メジャーリーグ解説者大冨真一郎氏が新潮社フォーサイトの先月11月9日の記事でその疑問に応えてくれていた。

「今季のエンゼルスはけが人も多く運が悪かった面もあるが、それ以上に、エンゼルスという球団が優勝に向けた長期的なプランを持っていない、という点を強く指摘したい。

エンゼルスは2011年にトラウトがデビューして以来、主力になるような若手を育てられていない。にもかかわらず定期的に(無計画に)大物選手と大型契約を結んできた。常にそれなりの戦力を維持しているため悪くても90敗程度で踏ん張るが、その結果としてドラフトでトップ5指名権を得ることもなかった。漫然と優勝を狙い続けた結果、常に中途半端な位置にい続けたのがこの10年間のエンゼルスだったのだ。

その悪いところが凝縮されたのがこの夏の動きだった。8月以降のスケジュールが厳しいことは分かっていたのに、ポストシーズン進出へ当落線上の立ち位置から勝負を決断。将来を支えるはずの若手選手を手放して戦力補強をしたが連敗を重ね、大谷も故障。結局1カ月も経ずしてトレードで獲得した選手を手放すことになった。勝つ準備ができていないのに勝負に出て、目先の勝利も将来の勝利も失ったのだ。

2026年まではトラウトとレンドーンの2人合わせて毎年約7500万ドル(112億5000万円)を払うことが決まっている。こうした契約も足かせになっているため、少なくともこの先3年間はエンゼルスが快進撃をする可能性は低いと考えられる。

ただ、これを現GMのペリー・ミナシアンだけの責任とするのは可哀そうだ。むしろ原因は、我が強い割にケチな面がある球団オーナーのアート・モレノにある。選手獲得に口を出すが、戦力を整えるために我慢の期間を作るのも嫌。かといってヤンキース(約2億7700万ドル=約415億5000万円)やメッツ(約3億3000万ドル=約495億円)のような莫大な年俸総額まで予算を増やすこともしない。これでは強い球団を作るのは難しいし、能力の高いフロント人材は集まらない」

私がイライラしていた理由がすっきりする納得の解説だ。そして、それとは逆の成功例のチームを以下に挙げている。

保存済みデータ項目
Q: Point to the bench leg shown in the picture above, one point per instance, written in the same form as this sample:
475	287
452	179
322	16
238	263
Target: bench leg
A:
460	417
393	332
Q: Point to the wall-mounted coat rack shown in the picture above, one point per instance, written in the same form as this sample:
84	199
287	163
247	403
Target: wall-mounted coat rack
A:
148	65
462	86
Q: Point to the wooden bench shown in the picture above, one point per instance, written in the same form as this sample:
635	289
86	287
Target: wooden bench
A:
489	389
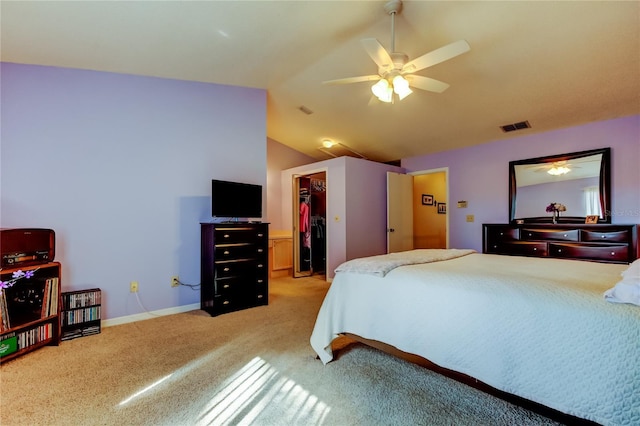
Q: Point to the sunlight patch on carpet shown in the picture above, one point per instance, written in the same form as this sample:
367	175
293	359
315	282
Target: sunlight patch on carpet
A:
249	395
145	390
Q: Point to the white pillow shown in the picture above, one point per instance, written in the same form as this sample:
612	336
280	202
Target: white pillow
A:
633	271
625	291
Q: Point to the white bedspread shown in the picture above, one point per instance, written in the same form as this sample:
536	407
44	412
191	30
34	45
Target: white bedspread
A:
381	265
536	328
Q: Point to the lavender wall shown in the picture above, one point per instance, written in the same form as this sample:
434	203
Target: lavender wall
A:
120	167
480	174
280	157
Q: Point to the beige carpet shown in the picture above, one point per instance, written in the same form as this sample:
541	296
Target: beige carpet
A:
249	367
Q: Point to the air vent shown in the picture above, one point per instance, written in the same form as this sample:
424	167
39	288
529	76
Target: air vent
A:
515	126
305	110
338	150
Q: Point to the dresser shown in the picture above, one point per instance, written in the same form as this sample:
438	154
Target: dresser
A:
601	243
234	266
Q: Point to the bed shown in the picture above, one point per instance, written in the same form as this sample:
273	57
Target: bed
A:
536	328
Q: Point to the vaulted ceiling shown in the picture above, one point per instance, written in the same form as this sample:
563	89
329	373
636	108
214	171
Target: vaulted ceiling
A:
554	64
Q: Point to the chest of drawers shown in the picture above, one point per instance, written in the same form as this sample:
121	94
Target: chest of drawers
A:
601	243
234	266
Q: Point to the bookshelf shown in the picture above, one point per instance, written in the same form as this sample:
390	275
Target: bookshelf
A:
81	313
29	309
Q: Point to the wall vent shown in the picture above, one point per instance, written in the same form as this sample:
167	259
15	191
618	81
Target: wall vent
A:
515	126
339	150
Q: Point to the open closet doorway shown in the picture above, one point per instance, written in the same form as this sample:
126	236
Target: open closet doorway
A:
417	210
309	219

▶ 記述課題:
1/ エンゼルス球団についての文章にある「エンゼルスは2011年にトラウトがデビューして以来、主力になるような若手を育てられていない。」という一文を英語に訳せ。
2/ エンゼルス球団についての文章のうち、「ただ、これを現GMのペリー・」を含む語句で始まり「のチームを以下に挙げている。」で終わる部分を正確に書き写せ。
3/ エンゼルス球団についての文章をもとに、次の問いに答えよ。
(a) トラウトがデビューしたのは何年か。
(b) 2026年まで、トラウトとレンドーンの2人に合わせて毎年約いくら払うことが決まっているか。
(c) エンゼルスの現GMは誰か。

▶ 課題別解答:
1/ Since Trout debuted in 2011, the Angels have not developed any young players who could become core players.

2/
ただ、これを現GMのペリー・ミナシアンだけの責任とするのは可哀そうだ。むしろ原因は、我が強い割にケチな面がある球団オーナーのアート・モレノにある。選手獲得に口を出すが、戦力を整えるために我慢の期間を作るのも嫌。かといってヤンキース(約2億7700万ドル=約415億5000万円)やメッツ(約3億3000万ドル=約495億円)のような莫大な年俸総額まで予算を増やすこともしない。これでは強い球団を作るのは難しいし、能力の高いフロント人材は集まらない」

私がイライラしていた理由がすっきりする納得の解説だ。そして、それとは逆の成功例のチームを以下に挙げている。

3/
(a) 2011年
(b) 約7500万ドル(112億5000万円)
(c) ペリー・ミナシアン